YOUR TASK —
Report each line of the entries below that contains the word "with".

DATA SHOWN —
★ ★ ★

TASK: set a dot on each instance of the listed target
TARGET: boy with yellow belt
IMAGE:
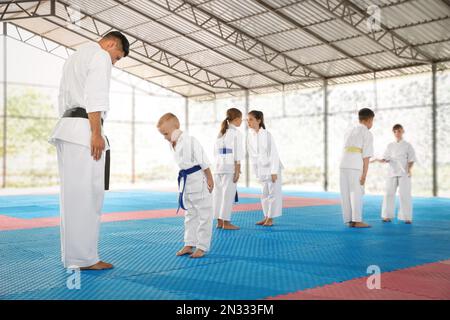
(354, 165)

★ ★ ★

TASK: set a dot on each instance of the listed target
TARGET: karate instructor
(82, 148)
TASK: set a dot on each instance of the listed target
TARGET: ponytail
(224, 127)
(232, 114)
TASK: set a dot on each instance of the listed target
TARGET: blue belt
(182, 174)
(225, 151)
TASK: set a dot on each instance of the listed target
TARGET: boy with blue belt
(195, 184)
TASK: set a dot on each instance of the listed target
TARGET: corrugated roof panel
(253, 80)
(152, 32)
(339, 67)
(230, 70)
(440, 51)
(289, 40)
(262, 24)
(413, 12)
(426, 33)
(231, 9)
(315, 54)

★ ★ ★

RIGHT ANSWER —
TARGET: boy with yellow belt
TARGET: boy with blue belt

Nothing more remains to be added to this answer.